For decades, astronomers have looked up at the night sky with a quiet assumption in mind. Planetary systems, they believed, tend to follow a familiar blueprint. Close to the star, you find small, rocky planets. Farther out, in the colder reaches, drift massive gaseous worlds. It’s a pattern we know intimately from our own cosmic neighborhood, and one that seems to echo again and again across the Milky Way.
Or at least, it did.
A global team of astronomers, led by the University of Warwick, turned their attention to a faint red dwarf star known as LHS 1903. Using the European Space Agency’s CHaracterising ExOPlanet Satellite (CHEOPS), they uncovered something that doesn’t just bend the rules of planetary formation. It flips them inside out.
Their findings, published in Science, describe a planetary system so strange that it challenges one of astronomy’s most comfortable assumptions.
The Pattern We Thought We Understood
In our own Solar System, the story is clear. From Mercury to Mars, the inner worlds are small and rocky. Beyond them lie the giants: Jupiter, Saturn, Uranus, and Neptune, vast spheres made mostly of gas. This arrangement—rocky planets near the star, gaseous planets farther away—has long shaped our understanding of how planets form.
The reasoning behind it seems straightforward. According to traditional models, the intense radiation from a young star strips away lighter gases from nearby planets, leaving behind dense, rocky cores. Farther out, where it is cooler, gas can gather and remain. There, gas giants are born.
Over time, astronomers have observed this rock-then-gas sequence again and again in other planetary systems. It has felt almost universal.
Then came LHS 1903.
Four Worlds Around a Faint Red Sun
LHS 1903 is described as a cool, faint red dwarf star. Around it orbit four known planets. At first glance, the system seemed to follow the familiar script. Closest to the star is a rocky planet. Beyond it are two gaseous worlds. So far, so ordinary.

● ● ● ● ● ● ●

● **WRITTEN EXERCISE A**
In the passage about LHS 1903, which satellite did the astronomers use to study the star?

● ● ● ● ● ● ●

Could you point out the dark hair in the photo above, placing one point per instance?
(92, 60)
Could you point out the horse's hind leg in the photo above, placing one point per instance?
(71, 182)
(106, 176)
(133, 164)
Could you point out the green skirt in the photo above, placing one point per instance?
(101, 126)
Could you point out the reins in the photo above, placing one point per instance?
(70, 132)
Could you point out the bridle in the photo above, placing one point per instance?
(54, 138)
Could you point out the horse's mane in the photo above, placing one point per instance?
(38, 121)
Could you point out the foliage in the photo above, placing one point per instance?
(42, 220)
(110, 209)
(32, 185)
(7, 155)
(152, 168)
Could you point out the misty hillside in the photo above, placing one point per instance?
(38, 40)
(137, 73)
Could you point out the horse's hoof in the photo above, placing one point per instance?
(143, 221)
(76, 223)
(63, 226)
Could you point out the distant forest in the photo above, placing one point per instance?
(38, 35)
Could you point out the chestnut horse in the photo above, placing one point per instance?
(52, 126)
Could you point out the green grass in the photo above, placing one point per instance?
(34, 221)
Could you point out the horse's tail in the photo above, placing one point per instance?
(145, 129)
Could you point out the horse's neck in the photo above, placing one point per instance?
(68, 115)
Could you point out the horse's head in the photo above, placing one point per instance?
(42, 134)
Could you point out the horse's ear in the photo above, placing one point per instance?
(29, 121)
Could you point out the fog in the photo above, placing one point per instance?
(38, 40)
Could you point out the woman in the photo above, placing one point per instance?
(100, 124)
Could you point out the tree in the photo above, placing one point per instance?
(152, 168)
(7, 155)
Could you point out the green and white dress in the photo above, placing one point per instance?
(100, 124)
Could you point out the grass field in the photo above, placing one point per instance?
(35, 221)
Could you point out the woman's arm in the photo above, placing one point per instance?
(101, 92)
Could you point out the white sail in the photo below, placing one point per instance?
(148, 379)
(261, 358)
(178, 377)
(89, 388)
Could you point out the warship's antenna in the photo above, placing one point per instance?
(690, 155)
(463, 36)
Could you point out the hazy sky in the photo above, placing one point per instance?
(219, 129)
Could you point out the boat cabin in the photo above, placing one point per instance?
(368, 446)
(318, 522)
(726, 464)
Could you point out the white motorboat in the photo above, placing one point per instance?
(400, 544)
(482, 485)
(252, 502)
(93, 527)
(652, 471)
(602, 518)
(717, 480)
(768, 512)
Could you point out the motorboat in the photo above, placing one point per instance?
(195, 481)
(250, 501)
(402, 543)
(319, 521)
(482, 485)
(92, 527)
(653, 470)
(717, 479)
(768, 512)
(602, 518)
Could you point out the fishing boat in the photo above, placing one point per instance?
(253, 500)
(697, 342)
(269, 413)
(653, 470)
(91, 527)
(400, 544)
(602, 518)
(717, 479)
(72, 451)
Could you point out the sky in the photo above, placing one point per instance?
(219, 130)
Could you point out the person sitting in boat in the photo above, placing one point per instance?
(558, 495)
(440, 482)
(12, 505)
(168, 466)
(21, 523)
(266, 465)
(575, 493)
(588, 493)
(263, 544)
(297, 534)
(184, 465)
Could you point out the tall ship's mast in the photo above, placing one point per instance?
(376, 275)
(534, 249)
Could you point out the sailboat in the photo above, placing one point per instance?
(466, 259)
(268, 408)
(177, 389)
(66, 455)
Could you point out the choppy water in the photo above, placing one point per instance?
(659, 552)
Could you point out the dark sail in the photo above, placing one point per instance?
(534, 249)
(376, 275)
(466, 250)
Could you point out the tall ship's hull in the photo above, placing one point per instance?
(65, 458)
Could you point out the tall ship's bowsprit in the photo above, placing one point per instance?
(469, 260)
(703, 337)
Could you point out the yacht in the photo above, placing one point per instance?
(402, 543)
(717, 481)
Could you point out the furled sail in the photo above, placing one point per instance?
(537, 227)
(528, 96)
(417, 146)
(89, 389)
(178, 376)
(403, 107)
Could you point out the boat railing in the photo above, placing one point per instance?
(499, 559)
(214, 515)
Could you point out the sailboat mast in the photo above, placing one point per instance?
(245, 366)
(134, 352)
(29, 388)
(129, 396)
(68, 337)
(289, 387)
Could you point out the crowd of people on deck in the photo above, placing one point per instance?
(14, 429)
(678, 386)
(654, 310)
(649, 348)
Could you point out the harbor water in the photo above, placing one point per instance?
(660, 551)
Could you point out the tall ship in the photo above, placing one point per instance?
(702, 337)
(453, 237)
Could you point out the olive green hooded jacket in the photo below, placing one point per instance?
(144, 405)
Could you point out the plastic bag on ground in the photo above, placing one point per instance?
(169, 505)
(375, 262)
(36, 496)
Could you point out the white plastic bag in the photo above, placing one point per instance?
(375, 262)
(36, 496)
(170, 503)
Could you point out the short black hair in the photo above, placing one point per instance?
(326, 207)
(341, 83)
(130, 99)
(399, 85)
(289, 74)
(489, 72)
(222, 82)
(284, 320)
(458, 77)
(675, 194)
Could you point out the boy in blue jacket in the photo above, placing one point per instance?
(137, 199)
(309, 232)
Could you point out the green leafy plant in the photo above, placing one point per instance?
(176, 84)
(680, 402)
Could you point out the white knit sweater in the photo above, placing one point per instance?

● ● ● ● ● ● ●

● **WRITTEN EXERCISE B**
Express everything in the listing from the line containing "Could you point out the boat railing" down to the end of the listing as a JSON list of strings, one string per line, leaving out blank lines.

● **CORRECT ANSWER A**
The European Space Agency's CHaracterising ExOPlanet Satellite (CHEOPS).

● **CORRECT ANSWER B**
[
  "Could you point out the boat railing in the photo above, placing one point per instance?",
  "(499, 559)",
  "(214, 515)",
  "Could you point out the sailboat mast in the photo above, placing one point per instance?",
  "(245, 366)",
  "(134, 352)",
  "(29, 388)",
  "(129, 396)",
  "(68, 337)",
  "(289, 387)",
  "Could you point out the crowd of people on deck in the photo above, placing one point per instance?",
  "(14, 429)",
  "(678, 386)",
  "(654, 310)",
  "(649, 348)",
  "Could you point out the harbor water in the photo above, placing one point per instance?",
  "(660, 551)",
  "Could you point out the tall ship in the photo above, placing one point per instance?",
  "(702, 337)",
  "(453, 237)",
  "Could you point out the olive green hooded jacket in the photo below, placing one point per instance?",
  "(144, 405)",
  "Could you point out the plastic bag on ground in the photo above, placing one point per instance?",
  "(169, 505)",
  "(375, 262)",
  "(36, 496)",
  "Could you point out the white plastic bag in the photo above, placing one point per instance?",
  "(375, 262)",
  "(36, 496)",
  "(170, 503)",
  "Could you point out the short black hair in the photo above, placing one point per instance?",
  "(326, 207)",
  "(341, 83)",
  "(130, 99)",
  "(399, 85)",
  "(289, 74)",
  "(489, 72)",
  "(222, 82)",
  "(284, 320)",
  "(458, 77)",
  "(675, 194)",
  "Could you point out the boy in blue jacket in the photo above, placing one point per instance?",
  "(137, 199)",
  "(309, 232)",
  "Could you point out the green leafy plant in the photo above, placing one point per instance?",
  "(176, 84)",
  "(680, 402)",
  "Could you point out the white knit sweater in the photo above, placing one point per instance?"
]